TASK DESCRIPTION - Update the records below by changing every "Place one point per instance" to "Mark one point for each instance" and keeping everything else the same. Omit the pictures from your answer.

[Dataset records on where objects are located]
---*---
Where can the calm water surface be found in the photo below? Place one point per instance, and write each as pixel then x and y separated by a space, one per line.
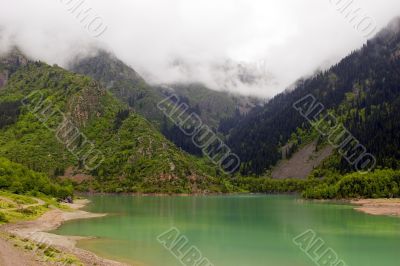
pixel 235 230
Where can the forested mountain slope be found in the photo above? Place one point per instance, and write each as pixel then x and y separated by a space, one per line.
pixel 219 110
pixel 52 120
pixel 362 91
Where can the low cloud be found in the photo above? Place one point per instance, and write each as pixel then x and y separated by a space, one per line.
pixel 256 47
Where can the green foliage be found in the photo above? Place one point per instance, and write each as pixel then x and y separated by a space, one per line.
pixel 136 156
pixel 378 184
pixel 20 180
pixel 362 91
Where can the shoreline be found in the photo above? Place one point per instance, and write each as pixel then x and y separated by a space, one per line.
pixel 38 231
pixel 382 207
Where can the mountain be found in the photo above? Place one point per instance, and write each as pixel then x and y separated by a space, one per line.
pixel 361 91
pixel 64 124
pixel 219 110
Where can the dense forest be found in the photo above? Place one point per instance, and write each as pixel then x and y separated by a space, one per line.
pixel 362 91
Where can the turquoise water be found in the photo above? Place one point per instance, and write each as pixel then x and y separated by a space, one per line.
pixel 235 230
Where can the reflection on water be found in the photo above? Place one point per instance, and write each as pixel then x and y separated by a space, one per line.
pixel 235 230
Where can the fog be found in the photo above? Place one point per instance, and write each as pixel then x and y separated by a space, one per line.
pixel 254 47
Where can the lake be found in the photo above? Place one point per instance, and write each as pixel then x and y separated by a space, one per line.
pixel 234 230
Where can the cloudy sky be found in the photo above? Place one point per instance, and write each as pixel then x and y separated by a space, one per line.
pixel 209 41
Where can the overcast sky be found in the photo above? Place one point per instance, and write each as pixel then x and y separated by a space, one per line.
pixel 194 40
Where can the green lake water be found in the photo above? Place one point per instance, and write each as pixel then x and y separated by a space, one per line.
pixel 246 230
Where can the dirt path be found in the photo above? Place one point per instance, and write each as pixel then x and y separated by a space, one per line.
pixel 388 207
pixel 37 231
pixel 12 256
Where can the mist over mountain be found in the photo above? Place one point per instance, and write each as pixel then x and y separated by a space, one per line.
pixel 222 45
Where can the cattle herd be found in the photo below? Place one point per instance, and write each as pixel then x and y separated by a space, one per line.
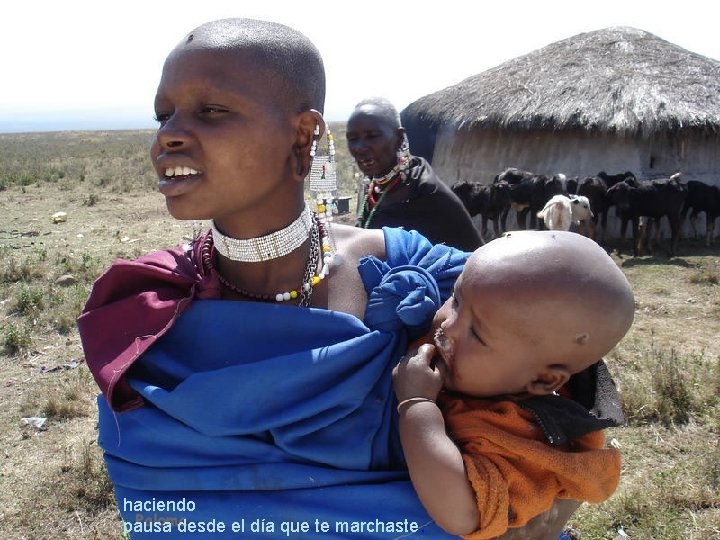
pixel 559 202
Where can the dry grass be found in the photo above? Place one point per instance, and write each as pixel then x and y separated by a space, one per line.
pixel 53 483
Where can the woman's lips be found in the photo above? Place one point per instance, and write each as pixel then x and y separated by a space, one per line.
pixel 173 186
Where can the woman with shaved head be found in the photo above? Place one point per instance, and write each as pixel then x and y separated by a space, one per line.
pixel 403 190
pixel 246 377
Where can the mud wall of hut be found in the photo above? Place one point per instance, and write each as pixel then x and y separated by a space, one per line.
pixel 480 155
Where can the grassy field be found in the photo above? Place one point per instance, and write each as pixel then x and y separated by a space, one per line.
pixel 52 480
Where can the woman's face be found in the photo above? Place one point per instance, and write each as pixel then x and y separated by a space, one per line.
pixel 373 140
pixel 225 142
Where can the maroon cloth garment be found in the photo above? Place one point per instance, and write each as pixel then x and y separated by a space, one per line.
pixel 147 295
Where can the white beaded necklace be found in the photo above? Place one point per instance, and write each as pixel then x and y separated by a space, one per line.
pixel 268 247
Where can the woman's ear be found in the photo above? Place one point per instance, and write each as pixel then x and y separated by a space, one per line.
pixel 308 123
pixel 549 380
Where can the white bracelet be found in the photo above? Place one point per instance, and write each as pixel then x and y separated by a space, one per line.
pixel 413 400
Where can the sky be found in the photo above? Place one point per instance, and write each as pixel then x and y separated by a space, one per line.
pixel 78 64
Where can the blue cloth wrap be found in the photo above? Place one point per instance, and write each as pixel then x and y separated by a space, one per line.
pixel 259 411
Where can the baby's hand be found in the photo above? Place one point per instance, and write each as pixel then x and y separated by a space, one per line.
pixel 415 376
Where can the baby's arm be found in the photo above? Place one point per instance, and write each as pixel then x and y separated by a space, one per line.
pixel 435 463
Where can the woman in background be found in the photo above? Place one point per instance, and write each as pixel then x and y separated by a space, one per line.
pixel 403 189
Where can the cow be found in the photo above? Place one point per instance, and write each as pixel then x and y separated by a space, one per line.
pixel 490 201
pixel 581 212
pixel 702 197
pixel 529 192
pixel 612 179
pixel 636 199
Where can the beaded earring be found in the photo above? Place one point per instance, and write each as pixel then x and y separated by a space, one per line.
pixel 323 189
pixel 403 153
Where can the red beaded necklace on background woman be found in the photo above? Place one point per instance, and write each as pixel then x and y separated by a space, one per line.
pixel 380 186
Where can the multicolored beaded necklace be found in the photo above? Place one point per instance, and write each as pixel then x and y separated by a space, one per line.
pixel 319 246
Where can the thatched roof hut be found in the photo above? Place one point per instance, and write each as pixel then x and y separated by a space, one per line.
pixel 616 99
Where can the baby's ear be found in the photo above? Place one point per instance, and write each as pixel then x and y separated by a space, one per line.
pixel 549 380
pixel 310 125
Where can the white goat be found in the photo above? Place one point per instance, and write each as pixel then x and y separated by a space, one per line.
pixel 557 213
pixel 581 210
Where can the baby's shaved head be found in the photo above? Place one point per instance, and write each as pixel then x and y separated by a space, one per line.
pixel 284 53
pixel 569 292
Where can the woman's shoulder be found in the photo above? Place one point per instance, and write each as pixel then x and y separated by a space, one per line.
pixel 353 243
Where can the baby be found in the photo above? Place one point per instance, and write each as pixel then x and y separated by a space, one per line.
pixel 504 414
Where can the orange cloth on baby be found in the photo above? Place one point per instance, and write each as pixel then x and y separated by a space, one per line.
pixel 515 474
---*---
WRITTEN SOLUTION -
Where can the calm water surface be found in the photo below? Mark one point for each instance, and write each as pixel then x and y separated by a space, one per line.
pixel 235 230
Where can the forested mountain slope be found in the photo above? Mark one point for each instance, and write each as pixel then x and y separated by a space, one per line.
pixel 219 110
pixel 52 120
pixel 362 91
Where can the low cloud be found in the photo above? Mark one point for each instance, and write each as pixel then x and y separated by a space, one per line.
pixel 256 47
Where can the green foliage be found in the photo above? Mark one point for each instance, and write each as pixel then x and y separated by a space, one per line.
pixel 136 156
pixel 378 184
pixel 20 180
pixel 362 91
Where can the shoreline be found in the photo above? Mark one point for each instance, and write each as pixel then x and y separated by a space, one per line.
pixel 38 231
pixel 382 207
Where can the mountain be found in the photo above? Mark one point for each instance, and write each as pixel then x and y separated by a space, one per line.
pixel 361 91
pixel 64 124
pixel 219 110
Where can the dense forest be found in the photo above? Mark one point for each instance, and write each as pixel then x and y separated by a space, one per line.
pixel 362 91
Where can the turquoise water be found in the photo above? Mark one point for each instance, and write each as pixel then x and y separated by a space, one per line.
pixel 235 230
Where can the reflection on water be found in the photo above? Mark one point for each instance, and write each as pixel then x and y separated by a space, one per line.
pixel 235 230
Where can the fog be found in the photo above? Mark one point for each instance, and write each as pixel then x and y separated by a space, one per line.
pixel 254 47
Where can the lake be found in the photo above? Mark one point for each instance, and write each as pixel then x and y separated by a space, one per line.
pixel 234 230
Where can the cloudy sky be found in the photo above? Mark one point for each instance, and write each as pixel then x and y separated by a space, one per line.
pixel 209 41
Where can the overcast sky be found in the photo above? Mark one point for each instance, and write each as pixel then x and y separated by a space, one per line.
pixel 194 40
Where can the green lake water be found in the photo above? Mark one point for each instance, and write each as pixel then x and y separated by a space, one per line.
pixel 246 230
Where can the dirt path be found in the photo above? Mark one point for each instance, and write each as pixel then x and y separated by a space, one per line.
pixel 388 207
pixel 37 231
pixel 12 256
Where can the mist over mountain be found in the photo above? Mark one point for each instance, and write each as pixel then x and y separated by a space, one per line.
pixel 222 45
Where can the cattle herd be found in the photo below? Mark one point for each instance, and write each as pixel then x and y separated by a space, one per line.
pixel 559 202
Where can the dry grass be found in the photo above? Mark one point for each instance, and write each as pixel then x and y separated by a space, one per line.
pixel 53 483
Where can the woman's lips be found in the photo above? Mark one point for each instance, and write each as pixel then x and y separated by a space, one per line.
pixel 173 186
Where can the woman with shaved head be found in the photo above? Mark one point for each instance, and write each as pixel then x and y separated by a space, one per line.
pixel 403 190
pixel 246 377
Where can the mud wall of hut be found in the photo above? Mark one point for each instance, and write each as pixel then x and y separated by a space, one per line.
pixel 480 155
Where can the grassy field be found in the photo above? Mark one point for each instance, and write each as pixel then x and y separated by a space, one per line.
pixel 52 480
Where can the woman's face be found in the photo above? Mark one point for each instance, and write each as pixel then x and y separated by a space, one per line.
pixel 373 140
pixel 225 142
Where can the maroon cloth garment be found in the photo above? Mark one point for each instance, and write each as pixel then x and y separated by a space, one per line.
pixel 147 295
Where can the white beaded necklace be found in the photo above? Mark one point for each instance, and write each as pixel then x and y separated by a space, one per line.
pixel 268 247
Where can the woman's ear be found in the photo above? Mark one point for each instance, and write each as pixel then x and y separated by a space, one per line.
pixel 308 123
pixel 549 380
Where can the white bracelet be found in the photo above? Mark one point for each instance, and write each as pixel then x and y separated by a space, one per line.
pixel 413 400
Where can the sky be found in the photo above? Mark one point for each instance, and write each as pixel then x and y separated by a space, one per line.
pixel 78 64
Where can the blue cloth wrap be found in the photo above? Mark one point for each instance, and write each as pixel then x and y separated by a space, one per line.
pixel 259 411
Where can the baby's hand be found in the photo above? Mark one point for each instance, and write each as pixel then x and y separated by a space, one per line.
pixel 415 376
Where can the baby's arm be found in the photo above? Mark one point for each instance, and write each as pixel then x and y separated by a space, one per line.
pixel 435 463
Where can the woman in background be found in the photo above? Mark one point for each instance, and write each as pixel then x and y separated by a space, one per line.
pixel 403 189
Where can the cow be found in the photo above? Mark one point for each instance, and write each as pixel then x and y separated by a space, one per line.
pixel 490 201
pixel 581 212
pixel 702 197
pixel 529 192
pixel 612 179
pixel 636 199
Where can the beaded earring be found in the photo above? Mark one point for each instance, and write each as pixel then x and y separated by a space, one per line.
pixel 323 189
pixel 403 153
Where can the red beaded necklace on background woman be found in the photo above? Mark one point for each instance, and write each as pixel then x and y separated by a space, one per line.
pixel 380 186
Where can the multicolored beaded necklace be found in the photo above? Mark one point for each instance, and write each as pixel then x and y separated by a space, one per line.
pixel 319 246
Where can the thatched roof hut be found in the photo above? Mark one point for each instance, and write each as pixel then x and y separated by a space, one per line.
pixel 616 99
Where can the baby's ear be found in the photo above? Mark one point for each instance, and write each as pixel then x and y separated by a space, one per line.
pixel 549 380
pixel 310 125
Where can the white goat be found in the photo above? Mark one point for each instance, and write each as pixel then x and y separated by a space, one per line.
pixel 557 213
pixel 581 210
Where can the baby's shaved head be found in the photo above? Mark one point for each instance, and write each as pixel then x and y separated by a space, one per line.
pixel 284 53
pixel 569 292
Where can the woman's shoulder be found in the photo above? Mark one point for each instance, and write each as pixel then x and y separated by a space, one per line.
pixel 353 243
Where can the baby be found in the photo above? Mark one point for each instance, and write each as pixel then x and y separated by a space, one per line.
pixel 504 414
Where can the orange cloth on baby be found in the photo above? Mark one point for each instance, and write each as pixel then x and y separated by a space, one per line.
pixel 515 474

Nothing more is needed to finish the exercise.